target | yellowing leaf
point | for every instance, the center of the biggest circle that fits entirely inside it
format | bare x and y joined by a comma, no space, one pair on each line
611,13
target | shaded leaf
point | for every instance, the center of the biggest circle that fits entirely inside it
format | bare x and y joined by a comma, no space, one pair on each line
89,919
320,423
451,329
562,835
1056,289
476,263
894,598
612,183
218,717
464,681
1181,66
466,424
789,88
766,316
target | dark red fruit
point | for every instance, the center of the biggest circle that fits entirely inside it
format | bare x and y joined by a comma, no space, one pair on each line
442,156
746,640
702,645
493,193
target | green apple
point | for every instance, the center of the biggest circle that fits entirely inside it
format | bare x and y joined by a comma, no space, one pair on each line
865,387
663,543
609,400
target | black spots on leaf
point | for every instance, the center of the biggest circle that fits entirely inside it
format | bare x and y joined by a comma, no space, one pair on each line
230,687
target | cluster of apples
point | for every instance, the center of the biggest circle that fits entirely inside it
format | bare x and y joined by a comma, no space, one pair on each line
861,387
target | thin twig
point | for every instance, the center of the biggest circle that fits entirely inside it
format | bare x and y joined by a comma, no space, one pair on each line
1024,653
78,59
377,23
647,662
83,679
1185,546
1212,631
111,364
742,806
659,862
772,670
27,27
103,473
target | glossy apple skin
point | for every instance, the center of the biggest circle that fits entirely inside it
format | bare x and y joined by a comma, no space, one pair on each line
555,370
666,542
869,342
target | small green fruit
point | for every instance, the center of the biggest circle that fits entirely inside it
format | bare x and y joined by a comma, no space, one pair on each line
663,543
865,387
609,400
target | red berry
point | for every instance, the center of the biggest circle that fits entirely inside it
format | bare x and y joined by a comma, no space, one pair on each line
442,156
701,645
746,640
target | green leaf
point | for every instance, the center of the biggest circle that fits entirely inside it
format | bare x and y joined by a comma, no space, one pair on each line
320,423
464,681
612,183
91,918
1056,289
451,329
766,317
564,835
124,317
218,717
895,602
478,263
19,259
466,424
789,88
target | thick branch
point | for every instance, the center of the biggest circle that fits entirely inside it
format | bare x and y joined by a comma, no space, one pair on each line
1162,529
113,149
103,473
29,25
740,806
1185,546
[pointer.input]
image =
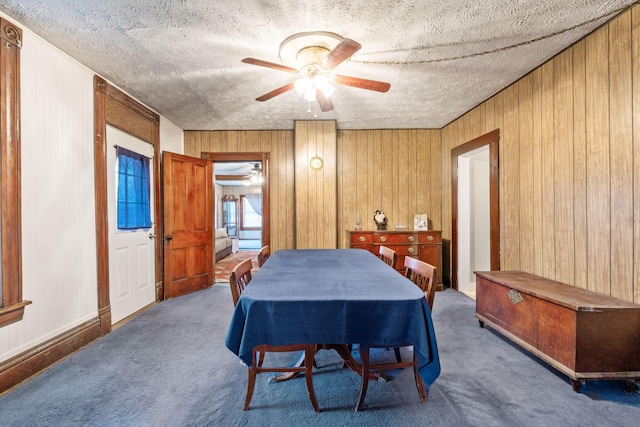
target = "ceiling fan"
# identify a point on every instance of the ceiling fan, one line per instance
(314, 56)
(255, 175)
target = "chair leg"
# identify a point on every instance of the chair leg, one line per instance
(310, 353)
(364, 373)
(419, 382)
(250, 386)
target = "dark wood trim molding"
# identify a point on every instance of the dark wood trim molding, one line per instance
(12, 305)
(251, 157)
(115, 108)
(22, 367)
(491, 139)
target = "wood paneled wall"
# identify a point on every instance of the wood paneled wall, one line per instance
(316, 198)
(397, 171)
(569, 163)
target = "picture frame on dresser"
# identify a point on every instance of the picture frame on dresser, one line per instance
(420, 222)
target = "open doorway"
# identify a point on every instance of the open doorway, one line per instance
(238, 195)
(475, 237)
(242, 198)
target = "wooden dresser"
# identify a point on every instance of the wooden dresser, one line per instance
(426, 245)
(582, 334)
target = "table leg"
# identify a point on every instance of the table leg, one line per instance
(364, 360)
(289, 375)
(342, 350)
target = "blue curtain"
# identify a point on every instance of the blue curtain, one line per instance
(134, 210)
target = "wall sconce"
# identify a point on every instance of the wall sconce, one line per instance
(316, 163)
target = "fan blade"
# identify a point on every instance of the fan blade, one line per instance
(362, 83)
(340, 53)
(324, 102)
(267, 64)
(280, 90)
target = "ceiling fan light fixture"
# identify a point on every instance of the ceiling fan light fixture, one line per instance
(321, 82)
(310, 94)
(302, 85)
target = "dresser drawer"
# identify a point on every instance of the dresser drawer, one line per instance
(403, 250)
(391, 238)
(430, 237)
(360, 238)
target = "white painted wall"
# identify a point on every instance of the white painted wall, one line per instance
(58, 200)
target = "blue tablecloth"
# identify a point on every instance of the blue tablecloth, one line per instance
(333, 296)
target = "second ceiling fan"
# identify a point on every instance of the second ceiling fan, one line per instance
(314, 56)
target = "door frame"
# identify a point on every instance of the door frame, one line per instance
(112, 106)
(253, 157)
(491, 139)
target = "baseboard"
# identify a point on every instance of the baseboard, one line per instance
(25, 365)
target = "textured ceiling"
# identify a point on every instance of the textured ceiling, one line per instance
(182, 57)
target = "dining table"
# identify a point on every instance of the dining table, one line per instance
(339, 297)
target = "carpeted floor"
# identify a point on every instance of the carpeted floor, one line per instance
(169, 367)
(225, 265)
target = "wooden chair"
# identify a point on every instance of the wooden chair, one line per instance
(388, 255)
(263, 255)
(238, 281)
(422, 274)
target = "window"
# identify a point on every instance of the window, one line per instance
(11, 303)
(133, 190)
(249, 218)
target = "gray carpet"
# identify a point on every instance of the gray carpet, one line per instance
(169, 367)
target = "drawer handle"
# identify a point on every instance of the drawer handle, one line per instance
(515, 296)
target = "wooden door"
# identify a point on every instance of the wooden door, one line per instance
(188, 224)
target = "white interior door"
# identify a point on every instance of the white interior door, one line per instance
(131, 253)
(474, 231)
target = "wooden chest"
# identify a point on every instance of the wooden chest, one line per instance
(426, 245)
(582, 334)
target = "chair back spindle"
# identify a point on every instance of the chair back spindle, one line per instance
(423, 275)
(263, 255)
(239, 279)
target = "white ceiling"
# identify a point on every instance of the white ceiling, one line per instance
(182, 57)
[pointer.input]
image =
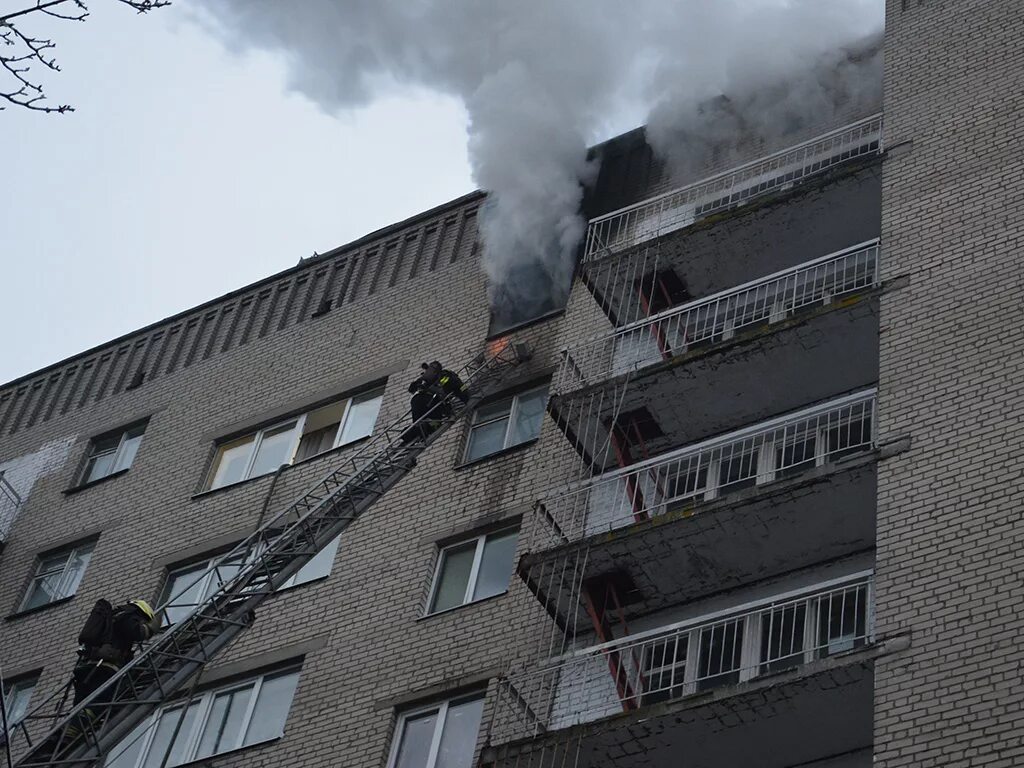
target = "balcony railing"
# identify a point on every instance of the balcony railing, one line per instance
(720, 316)
(781, 448)
(674, 210)
(687, 657)
(10, 504)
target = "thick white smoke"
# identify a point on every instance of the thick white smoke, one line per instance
(541, 80)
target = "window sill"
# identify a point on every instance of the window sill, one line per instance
(498, 454)
(237, 483)
(331, 452)
(454, 608)
(29, 611)
(93, 483)
(209, 759)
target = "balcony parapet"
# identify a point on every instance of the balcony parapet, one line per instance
(719, 316)
(687, 657)
(622, 229)
(784, 446)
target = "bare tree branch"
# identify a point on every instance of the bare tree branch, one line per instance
(20, 51)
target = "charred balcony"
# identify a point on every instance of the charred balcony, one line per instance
(792, 673)
(725, 512)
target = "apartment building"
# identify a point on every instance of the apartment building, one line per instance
(751, 500)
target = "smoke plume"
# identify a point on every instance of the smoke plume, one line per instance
(542, 80)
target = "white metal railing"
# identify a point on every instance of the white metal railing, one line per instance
(679, 208)
(720, 316)
(686, 657)
(780, 448)
(10, 504)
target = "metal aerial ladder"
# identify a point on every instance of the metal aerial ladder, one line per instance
(269, 557)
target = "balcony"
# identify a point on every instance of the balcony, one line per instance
(773, 668)
(765, 453)
(720, 317)
(625, 228)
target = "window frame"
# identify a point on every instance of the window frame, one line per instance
(10, 687)
(441, 709)
(474, 570)
(299, 421)
(117, 453)
(510, 416)
(206, 577)
(206, 700)
(71, 551)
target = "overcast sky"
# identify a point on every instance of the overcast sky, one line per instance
(186, 172)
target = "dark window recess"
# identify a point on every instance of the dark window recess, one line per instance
(631, 434)
(662, 290)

YOUR ASSIGNMENT:
Working through the data above, find every line holding "leaf" and copy it.

RESULT OF THIS EXERCISE:
target | yellowing leaf
target | shaded leaf
target | black spots on leaf
target | green leaf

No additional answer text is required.